# DATA SHOWN:
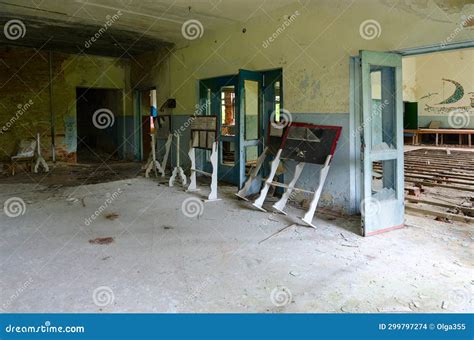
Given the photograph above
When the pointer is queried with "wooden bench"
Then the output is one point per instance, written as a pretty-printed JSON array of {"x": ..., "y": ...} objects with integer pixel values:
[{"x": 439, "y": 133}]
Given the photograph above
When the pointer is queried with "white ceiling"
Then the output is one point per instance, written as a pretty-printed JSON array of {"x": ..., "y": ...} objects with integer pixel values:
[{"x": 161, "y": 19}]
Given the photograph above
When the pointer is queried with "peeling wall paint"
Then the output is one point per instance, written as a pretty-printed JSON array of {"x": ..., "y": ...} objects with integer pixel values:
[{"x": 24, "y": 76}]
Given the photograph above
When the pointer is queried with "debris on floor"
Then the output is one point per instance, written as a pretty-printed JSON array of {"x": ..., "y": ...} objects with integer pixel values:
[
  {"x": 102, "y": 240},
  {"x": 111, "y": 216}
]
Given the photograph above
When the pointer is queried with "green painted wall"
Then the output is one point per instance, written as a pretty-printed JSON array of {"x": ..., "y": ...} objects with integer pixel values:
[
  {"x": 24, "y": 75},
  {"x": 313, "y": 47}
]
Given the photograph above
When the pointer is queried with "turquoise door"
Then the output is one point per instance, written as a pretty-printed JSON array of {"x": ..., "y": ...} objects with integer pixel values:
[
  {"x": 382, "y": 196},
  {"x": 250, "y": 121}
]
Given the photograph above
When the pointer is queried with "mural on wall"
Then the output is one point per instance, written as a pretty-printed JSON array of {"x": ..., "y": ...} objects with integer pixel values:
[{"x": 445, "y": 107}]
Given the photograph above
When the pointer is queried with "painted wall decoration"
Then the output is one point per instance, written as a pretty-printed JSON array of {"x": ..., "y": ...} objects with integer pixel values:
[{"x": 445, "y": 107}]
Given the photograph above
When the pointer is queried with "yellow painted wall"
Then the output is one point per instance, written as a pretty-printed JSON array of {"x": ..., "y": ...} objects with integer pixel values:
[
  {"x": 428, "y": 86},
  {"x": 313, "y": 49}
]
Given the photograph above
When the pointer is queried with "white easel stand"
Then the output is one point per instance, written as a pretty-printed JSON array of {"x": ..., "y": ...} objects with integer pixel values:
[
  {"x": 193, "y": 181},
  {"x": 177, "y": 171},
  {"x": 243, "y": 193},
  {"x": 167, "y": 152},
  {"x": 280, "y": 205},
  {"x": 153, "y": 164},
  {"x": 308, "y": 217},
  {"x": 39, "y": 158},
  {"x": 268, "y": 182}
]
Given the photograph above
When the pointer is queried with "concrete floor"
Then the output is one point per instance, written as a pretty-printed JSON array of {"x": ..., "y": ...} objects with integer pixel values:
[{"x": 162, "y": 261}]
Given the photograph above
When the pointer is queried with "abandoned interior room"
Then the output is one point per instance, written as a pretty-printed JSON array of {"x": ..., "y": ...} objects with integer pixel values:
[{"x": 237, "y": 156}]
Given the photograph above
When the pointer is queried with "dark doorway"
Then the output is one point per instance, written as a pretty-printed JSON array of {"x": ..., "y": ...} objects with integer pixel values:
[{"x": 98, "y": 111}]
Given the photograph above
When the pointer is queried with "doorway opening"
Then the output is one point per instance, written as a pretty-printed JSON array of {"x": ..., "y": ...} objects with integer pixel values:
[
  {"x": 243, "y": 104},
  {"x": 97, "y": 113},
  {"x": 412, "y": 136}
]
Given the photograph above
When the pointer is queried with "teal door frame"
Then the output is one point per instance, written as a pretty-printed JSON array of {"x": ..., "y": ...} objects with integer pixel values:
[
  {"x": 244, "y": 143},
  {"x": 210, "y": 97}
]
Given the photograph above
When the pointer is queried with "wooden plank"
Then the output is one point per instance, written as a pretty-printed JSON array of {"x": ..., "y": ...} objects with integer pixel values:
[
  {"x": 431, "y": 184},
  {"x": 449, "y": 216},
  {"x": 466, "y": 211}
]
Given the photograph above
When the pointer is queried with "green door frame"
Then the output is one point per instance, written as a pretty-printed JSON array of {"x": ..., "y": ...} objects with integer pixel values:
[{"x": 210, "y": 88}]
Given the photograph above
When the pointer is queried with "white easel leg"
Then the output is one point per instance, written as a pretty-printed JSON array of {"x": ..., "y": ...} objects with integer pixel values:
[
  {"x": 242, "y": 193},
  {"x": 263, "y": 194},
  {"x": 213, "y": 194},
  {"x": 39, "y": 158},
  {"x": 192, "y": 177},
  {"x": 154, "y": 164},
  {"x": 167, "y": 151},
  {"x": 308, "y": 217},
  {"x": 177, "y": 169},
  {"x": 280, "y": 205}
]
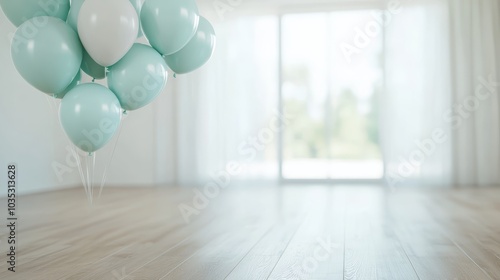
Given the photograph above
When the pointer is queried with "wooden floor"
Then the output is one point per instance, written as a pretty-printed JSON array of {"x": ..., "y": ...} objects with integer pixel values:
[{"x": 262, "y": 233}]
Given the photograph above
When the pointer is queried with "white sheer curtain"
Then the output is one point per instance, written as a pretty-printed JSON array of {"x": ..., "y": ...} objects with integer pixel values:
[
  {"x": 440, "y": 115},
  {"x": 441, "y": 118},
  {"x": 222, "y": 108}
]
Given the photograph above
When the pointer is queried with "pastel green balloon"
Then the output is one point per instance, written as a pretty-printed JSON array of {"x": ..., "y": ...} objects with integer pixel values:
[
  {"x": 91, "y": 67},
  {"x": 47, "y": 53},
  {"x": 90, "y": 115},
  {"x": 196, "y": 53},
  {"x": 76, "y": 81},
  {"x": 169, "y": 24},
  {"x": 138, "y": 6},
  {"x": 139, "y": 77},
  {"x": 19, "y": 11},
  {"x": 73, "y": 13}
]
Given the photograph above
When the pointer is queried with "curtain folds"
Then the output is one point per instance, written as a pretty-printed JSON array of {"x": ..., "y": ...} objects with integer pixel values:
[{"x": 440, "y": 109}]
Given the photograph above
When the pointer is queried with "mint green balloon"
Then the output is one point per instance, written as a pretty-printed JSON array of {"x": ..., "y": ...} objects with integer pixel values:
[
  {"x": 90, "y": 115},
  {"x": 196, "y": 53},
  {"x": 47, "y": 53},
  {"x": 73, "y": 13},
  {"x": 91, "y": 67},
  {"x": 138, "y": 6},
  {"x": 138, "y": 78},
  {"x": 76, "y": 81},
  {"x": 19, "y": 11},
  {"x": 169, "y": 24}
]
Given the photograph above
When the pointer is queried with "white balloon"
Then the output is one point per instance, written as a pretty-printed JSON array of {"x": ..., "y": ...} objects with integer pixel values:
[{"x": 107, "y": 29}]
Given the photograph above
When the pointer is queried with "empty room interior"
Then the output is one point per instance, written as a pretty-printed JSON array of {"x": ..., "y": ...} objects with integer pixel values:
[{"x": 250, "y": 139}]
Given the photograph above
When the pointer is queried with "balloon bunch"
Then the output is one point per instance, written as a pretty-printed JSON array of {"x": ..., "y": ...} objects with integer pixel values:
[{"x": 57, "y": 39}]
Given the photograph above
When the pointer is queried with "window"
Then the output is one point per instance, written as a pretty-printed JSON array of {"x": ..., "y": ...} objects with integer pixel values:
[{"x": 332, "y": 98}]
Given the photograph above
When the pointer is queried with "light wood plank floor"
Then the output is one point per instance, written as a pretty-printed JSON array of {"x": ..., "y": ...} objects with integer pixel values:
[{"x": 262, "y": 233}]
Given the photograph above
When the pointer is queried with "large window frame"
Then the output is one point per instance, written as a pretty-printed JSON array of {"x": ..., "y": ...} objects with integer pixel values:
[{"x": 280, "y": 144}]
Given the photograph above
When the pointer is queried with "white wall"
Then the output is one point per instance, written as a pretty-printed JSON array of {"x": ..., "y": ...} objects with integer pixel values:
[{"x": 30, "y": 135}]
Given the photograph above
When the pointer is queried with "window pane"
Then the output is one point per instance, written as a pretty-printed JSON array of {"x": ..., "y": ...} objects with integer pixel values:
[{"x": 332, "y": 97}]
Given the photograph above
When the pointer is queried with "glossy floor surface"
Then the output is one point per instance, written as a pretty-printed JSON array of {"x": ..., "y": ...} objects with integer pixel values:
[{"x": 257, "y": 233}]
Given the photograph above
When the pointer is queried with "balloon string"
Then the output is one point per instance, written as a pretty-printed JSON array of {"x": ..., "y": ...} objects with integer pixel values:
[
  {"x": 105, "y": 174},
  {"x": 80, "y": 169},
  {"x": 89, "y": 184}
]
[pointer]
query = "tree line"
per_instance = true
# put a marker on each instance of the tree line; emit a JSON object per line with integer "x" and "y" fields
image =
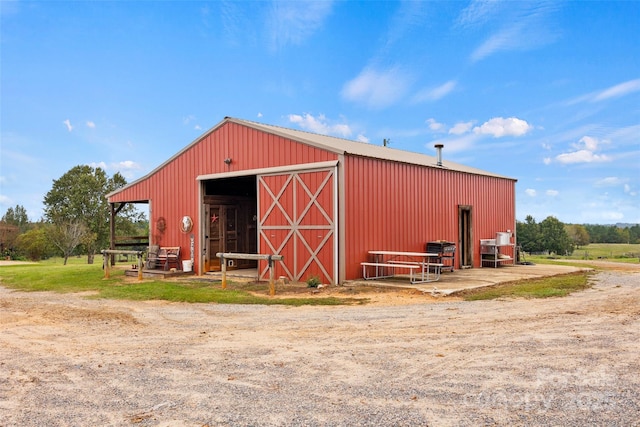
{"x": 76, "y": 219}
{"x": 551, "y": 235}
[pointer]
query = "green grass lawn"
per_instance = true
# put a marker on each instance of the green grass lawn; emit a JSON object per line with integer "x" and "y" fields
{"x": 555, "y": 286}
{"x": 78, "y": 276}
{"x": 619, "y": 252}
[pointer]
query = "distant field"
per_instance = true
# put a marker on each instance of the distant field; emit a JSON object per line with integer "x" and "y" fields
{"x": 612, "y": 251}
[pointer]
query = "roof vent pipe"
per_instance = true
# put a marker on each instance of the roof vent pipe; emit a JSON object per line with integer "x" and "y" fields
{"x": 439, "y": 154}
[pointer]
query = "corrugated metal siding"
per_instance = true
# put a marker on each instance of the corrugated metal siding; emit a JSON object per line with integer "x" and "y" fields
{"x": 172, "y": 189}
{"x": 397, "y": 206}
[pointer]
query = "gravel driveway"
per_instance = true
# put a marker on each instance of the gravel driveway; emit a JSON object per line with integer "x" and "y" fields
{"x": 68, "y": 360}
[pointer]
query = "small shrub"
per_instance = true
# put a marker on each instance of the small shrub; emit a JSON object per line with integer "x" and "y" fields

# DIRECTIONS FOR THIS TASK:
Please show every line above that includes the word "small".

# EXERCISE RESPONSE:
query = "small shrub"
# put a marker on each instance of the small shrub; emit a JSON object per line with integer "x" and "y" fields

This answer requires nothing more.